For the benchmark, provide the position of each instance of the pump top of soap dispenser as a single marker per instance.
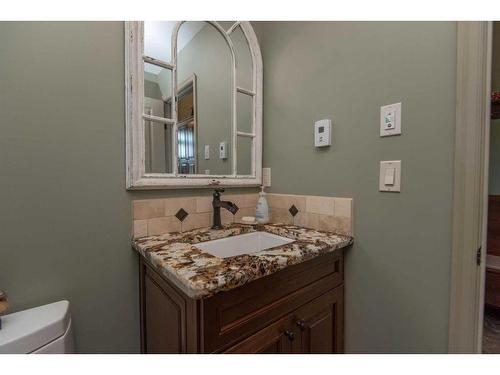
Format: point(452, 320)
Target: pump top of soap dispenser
point(262, 210)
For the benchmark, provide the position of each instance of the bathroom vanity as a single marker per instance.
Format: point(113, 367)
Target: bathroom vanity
point(285, 299)
point(194, 119)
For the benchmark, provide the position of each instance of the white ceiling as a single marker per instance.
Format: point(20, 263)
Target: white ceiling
point(157, 37)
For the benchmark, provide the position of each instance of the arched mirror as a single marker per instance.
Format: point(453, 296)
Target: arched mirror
point(194, 104)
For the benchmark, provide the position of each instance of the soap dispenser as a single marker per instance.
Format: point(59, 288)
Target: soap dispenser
point(262, 210)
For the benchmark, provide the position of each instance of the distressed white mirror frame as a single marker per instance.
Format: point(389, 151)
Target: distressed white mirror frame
point(137, 178)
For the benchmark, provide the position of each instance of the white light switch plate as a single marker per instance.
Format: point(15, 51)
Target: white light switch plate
point(390, 176)
point(266, 177)
point(390, 120)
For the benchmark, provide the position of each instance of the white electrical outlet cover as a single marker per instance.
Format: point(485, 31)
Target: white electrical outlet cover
point(390, 176)
point(266, 177)
point(390, 120)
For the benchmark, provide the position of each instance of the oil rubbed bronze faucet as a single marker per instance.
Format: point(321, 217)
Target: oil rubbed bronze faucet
point(217, 204)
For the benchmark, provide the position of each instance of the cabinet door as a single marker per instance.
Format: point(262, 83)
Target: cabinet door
point(274, 339)
point(321, 324)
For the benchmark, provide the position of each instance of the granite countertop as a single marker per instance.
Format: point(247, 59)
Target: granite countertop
point(200, 274)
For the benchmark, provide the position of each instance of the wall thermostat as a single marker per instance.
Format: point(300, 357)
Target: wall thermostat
point(322, 133)
point(223, 150)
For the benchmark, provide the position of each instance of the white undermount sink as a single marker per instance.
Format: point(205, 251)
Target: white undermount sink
point(247, 243)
━━━━
- The request -
Copy all of the entries above word for word, but leave out the picture.

- Correct answer -
For the benchmark, provide the position of each instance of the pump top of soap dispenser as a single marker per instance.
Format: point(452, 320)
Target: pump top of soap dispenser
point(262, 210)
For the benchmark, provide the position of each instance of the bathroom vanity as a single marker per instance.
Format: point(113, 367)
Target: bathroom vanity
point(285, 299)
point(194, 119)
For the benchmark, provide the position of each instance of the white ceiling as a single marker per instance.
Format: point(20, 263)
Target: white ceiling
point(157, 37)
For the benchmark, provide the position of each instance of the arched mirror as a single marker per instance.
Format: point(453, 296)
Target: arched mirror
point(194, 104)
For the benchmark, provide the position of each instance of the soap dispenser as a single marker per instance.
Format: point(59, 288)
Target: soap dispenser
point(262, 210)
For the benchmark, provide the position of each instance of the distressed white mirror frame as a single marker per instance.
Format: point(389, 151)
Target: distressed white mirror frame
point(137, 178)
For the benchmark, provide the position of each instance of the white light switch plate as a single marker per instance.
Format: point(15, 51)
Target: white light switch plate
point(390, 176)
point(266, 177)
point(390, 120)
For the benchmark, provide the position of each instance of the white electrical outlet cover as a single marker per instance.
Format: point(485, 31)
Target: white electrical outlet cover
point(390, 176)
point(266, 177)
point(390, 120)
For the benchmark, provide the position of each instance of the oil rubbed bronze faucet as a single marker per instance.
Format: point(321, 217)
Target: oil rubbed bronze faucet
point(217, 204)
For the benchmark, provide the position of each instance of the cabinet door as a single marker per instance.
Format: point(262, 83)
Target: cabinet door
point(274, 339)
point(321, 324)
For the benchmark, provide the position of each instance of the granite countertop as a single marker per instance.
Format: point(247, 59)
Target: granite countertop
point(200, 274)
For the benchmark, provide the position of each instance of the wall thermostat as a single marker per instance.
Format: point(300, 357)
Target: wall thermostat
point(322, 133)
point(223, 150)
For the benchmark, provide the position of each instance of the white undermount sink as a single marker per instance.
Format: point(205, 251)
Target: white undermount sink
point(247, 243)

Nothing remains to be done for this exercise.